**WORK TASK**
Rewrite the part of the text on Dinendranath Tagore that starts at "Dinendranath Tagore (16" and ends at "of Rabindra Sangeet.", changing "principal" to "director".

**PASSAGE FOR REVIEW**
▬▬▬▬▬▬▬▬▬▬

Bengali musician, singer and poet

Dinendranath Tagore (16 December 1882– 21 July 1935), also known as Dinu Thakur, was a Bengali musician, singer and poet.

He codified many of the tunes that would appear impetuously to Rabindranath. He served as principal of Visva-Bharati's Music school, Sangit Bhavana for its opening years.
He was the first person who introduced the songs of Tagore as the name of Rabindra Sangeet.

== Biography ==
Dinendranath was son of Sushila Devi and Dwipendranath Tagore, Grandson of Dwijendranath Tagore, the eldest brother of Rabindranath and was born into the culturally rich environment of the Jorasanko Thakur Bari of the Tagore family. He was particularly well-trained in Hindustani classical music, and many early Rabindra Sangeet renderings in his baritone voice can be found in archives and recordings. For recording the melodies, he primarily used the sargam notation newly formalised by Pandit Vishnu Narayan Bhatkhande, but he was equally well versed in the Western staff notation. Many Ashramites and contemporaries recall that whenever a particularly haunting note was thought by Rabindranath, he always looked around for Dinu to have it noted. Perhaps for this reason, he was affectionately and respectfully called "Amar gaaner bhandari" [the keeper of my songs] by Rabindranath himself. Dinendranath could play a number of Eastern and Western musical instruments also, notable being the esraj and piano.

▬▬▬▬▬▬▬▬▬▬

**ENTRIES SHOWN**

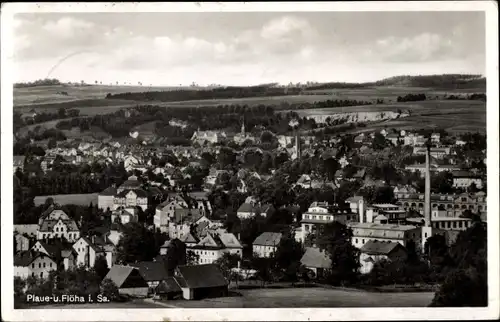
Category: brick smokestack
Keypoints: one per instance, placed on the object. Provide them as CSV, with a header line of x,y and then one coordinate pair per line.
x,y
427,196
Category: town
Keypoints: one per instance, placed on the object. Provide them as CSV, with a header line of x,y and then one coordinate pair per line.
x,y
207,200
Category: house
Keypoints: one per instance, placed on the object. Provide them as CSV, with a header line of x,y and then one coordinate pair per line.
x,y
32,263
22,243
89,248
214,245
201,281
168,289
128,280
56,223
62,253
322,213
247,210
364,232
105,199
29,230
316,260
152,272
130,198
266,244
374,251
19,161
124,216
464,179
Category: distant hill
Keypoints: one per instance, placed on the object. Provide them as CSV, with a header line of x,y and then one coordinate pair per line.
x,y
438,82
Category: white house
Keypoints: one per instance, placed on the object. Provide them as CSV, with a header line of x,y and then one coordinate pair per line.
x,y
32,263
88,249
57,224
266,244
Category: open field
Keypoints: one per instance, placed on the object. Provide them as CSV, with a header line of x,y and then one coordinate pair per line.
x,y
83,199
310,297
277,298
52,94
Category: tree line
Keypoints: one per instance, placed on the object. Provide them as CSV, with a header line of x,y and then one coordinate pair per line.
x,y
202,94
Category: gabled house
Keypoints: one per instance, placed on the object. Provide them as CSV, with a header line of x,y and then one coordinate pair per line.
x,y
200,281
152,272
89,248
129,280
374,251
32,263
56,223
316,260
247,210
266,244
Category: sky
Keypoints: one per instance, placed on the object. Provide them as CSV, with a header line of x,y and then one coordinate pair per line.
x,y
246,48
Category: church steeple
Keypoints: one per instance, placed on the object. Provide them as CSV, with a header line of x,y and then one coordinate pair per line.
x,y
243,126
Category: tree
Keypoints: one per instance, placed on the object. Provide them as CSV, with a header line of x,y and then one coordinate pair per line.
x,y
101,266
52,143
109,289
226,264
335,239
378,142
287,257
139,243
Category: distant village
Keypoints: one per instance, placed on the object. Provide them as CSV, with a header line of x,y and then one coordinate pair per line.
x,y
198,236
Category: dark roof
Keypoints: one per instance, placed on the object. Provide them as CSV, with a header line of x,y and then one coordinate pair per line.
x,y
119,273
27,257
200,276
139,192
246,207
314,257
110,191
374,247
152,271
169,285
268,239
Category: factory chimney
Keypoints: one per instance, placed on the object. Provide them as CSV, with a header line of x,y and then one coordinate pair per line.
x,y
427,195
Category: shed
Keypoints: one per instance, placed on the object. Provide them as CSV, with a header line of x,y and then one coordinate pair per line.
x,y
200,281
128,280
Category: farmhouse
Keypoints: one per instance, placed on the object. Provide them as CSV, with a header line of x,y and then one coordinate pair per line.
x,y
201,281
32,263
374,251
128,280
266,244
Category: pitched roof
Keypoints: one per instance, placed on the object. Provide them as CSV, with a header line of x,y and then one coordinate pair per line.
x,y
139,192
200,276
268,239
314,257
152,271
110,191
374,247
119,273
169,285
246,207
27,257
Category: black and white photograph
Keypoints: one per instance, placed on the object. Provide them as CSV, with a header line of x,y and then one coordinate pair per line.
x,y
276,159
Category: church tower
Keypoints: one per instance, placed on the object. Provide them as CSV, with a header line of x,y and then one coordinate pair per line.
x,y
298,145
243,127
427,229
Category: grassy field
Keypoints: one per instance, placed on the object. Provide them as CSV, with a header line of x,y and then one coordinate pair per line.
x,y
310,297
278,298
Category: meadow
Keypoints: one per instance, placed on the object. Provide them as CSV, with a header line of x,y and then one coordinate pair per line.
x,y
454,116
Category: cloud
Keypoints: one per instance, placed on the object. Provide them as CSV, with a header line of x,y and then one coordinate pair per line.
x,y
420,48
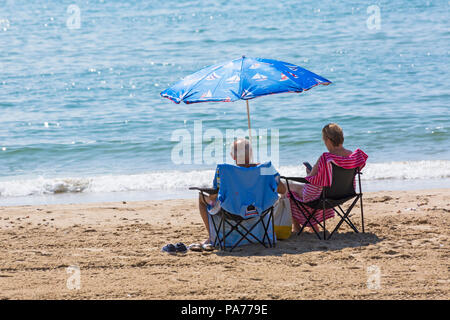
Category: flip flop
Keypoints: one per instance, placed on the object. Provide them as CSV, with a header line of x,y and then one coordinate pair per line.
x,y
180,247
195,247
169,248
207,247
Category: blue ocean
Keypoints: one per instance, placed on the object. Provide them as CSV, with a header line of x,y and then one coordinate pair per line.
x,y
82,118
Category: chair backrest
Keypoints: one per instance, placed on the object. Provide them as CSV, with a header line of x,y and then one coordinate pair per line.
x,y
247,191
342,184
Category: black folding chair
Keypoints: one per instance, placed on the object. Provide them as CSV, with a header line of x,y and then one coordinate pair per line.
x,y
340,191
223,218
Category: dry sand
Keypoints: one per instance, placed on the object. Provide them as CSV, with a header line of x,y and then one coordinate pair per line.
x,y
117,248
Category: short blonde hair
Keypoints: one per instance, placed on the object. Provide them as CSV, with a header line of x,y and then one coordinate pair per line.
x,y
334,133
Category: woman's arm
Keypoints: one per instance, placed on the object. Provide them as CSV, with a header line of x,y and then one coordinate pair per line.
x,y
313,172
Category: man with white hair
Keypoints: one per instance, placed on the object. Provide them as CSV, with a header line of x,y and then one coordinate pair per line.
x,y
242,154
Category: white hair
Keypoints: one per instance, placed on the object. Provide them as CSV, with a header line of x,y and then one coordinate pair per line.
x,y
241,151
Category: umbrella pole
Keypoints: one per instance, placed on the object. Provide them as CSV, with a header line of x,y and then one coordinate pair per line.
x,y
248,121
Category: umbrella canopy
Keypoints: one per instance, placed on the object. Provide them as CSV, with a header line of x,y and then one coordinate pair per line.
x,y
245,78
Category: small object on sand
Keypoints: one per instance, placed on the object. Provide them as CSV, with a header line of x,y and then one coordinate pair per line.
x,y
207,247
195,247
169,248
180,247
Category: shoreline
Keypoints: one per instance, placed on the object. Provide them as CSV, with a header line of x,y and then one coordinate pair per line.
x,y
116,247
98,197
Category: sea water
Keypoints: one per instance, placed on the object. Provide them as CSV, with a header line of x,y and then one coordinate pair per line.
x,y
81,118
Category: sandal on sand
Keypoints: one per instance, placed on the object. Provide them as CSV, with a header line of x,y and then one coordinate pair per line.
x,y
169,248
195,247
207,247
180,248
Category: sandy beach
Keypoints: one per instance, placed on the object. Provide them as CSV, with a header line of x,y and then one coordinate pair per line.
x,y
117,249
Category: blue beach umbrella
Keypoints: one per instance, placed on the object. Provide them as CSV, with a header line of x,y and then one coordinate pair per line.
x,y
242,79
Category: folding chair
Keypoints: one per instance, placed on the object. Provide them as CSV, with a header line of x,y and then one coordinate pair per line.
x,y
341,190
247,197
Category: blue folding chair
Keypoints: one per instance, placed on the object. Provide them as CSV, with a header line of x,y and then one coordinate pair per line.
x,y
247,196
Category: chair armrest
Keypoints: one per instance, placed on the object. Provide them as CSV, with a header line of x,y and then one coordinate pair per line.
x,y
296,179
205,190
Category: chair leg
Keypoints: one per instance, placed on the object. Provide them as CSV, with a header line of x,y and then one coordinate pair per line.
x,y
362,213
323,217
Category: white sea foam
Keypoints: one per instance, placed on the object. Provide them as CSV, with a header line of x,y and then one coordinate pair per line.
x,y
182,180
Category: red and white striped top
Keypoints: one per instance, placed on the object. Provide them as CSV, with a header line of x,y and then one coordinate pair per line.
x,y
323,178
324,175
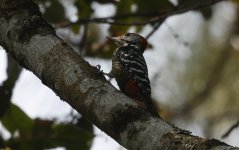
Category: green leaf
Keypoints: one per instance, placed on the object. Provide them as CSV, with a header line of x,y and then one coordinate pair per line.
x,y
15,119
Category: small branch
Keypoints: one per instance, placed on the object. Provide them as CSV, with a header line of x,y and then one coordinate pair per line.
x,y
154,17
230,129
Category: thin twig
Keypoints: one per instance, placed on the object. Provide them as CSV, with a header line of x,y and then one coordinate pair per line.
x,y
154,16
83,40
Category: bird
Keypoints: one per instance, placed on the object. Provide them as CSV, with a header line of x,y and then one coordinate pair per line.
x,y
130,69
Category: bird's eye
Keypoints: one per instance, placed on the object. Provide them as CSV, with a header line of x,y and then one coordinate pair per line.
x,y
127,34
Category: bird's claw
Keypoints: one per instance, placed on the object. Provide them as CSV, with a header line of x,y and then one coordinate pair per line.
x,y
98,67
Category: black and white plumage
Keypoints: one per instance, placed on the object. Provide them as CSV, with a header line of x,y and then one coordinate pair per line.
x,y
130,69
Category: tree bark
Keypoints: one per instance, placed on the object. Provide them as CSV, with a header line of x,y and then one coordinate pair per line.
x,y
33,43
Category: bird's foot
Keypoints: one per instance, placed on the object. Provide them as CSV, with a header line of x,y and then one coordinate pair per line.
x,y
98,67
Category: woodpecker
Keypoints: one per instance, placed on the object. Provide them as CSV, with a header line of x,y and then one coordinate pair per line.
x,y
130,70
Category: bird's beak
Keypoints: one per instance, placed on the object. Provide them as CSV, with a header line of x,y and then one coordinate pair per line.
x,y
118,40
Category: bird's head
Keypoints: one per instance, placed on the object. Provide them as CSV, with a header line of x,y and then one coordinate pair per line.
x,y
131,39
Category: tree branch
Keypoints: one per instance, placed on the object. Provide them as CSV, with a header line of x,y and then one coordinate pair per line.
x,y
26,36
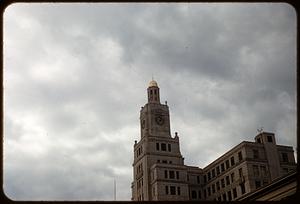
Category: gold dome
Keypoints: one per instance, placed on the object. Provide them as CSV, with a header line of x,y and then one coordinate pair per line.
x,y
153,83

▬▬▬▬▬▬▬▬▬▬

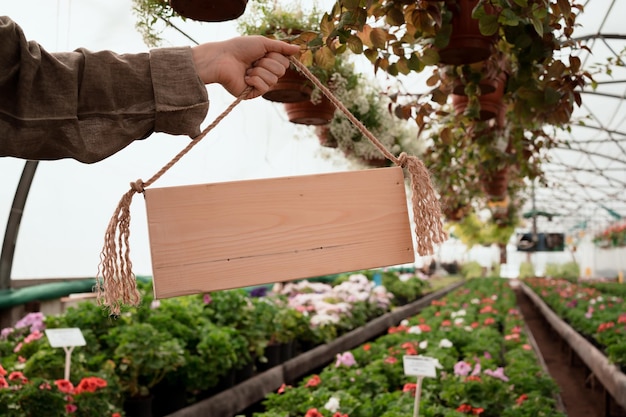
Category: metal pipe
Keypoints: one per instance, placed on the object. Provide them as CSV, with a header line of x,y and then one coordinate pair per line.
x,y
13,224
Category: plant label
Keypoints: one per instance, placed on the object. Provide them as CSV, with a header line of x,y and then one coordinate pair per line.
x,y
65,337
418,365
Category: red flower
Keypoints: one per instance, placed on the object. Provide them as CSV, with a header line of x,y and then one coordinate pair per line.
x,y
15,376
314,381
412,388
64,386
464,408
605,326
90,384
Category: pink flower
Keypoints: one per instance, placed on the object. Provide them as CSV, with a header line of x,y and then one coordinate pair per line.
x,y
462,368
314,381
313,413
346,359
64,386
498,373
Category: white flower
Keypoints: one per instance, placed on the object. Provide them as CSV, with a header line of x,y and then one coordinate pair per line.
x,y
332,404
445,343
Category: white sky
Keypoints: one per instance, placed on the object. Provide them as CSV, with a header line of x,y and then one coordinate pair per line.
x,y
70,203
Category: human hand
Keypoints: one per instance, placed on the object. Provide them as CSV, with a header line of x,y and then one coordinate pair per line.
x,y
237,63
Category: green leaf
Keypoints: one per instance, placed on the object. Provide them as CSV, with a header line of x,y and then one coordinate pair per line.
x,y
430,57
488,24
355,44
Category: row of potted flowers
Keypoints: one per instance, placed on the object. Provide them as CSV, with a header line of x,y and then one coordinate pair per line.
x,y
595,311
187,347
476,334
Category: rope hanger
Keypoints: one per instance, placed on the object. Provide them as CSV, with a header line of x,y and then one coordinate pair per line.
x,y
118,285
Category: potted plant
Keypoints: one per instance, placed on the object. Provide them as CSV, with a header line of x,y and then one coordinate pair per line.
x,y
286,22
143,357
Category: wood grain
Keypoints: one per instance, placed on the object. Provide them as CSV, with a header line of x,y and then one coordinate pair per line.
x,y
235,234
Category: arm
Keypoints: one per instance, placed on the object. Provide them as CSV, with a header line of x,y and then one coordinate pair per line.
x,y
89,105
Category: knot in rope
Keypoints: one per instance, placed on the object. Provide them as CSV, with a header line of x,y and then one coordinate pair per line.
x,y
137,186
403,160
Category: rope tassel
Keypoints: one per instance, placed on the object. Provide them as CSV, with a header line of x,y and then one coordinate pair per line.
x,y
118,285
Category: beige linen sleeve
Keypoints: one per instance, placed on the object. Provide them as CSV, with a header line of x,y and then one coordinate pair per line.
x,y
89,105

▬▬▬▬▬▬▬▬▬▬

**RESPONSE AREA**
Dinendranath Tagore (16 December 1882– 21 July 1935), also known as Dinu Thakur, was a Bengali musician, singer and poet.

He codified many of the tunes that would appear impetuously to Rabindranath. He served as director of Visva-Bharati's Music school, Sangit Bhavana for its opening years.
He was the first person who introduced the songs of Tagore as the name of Rabindra Sangeet.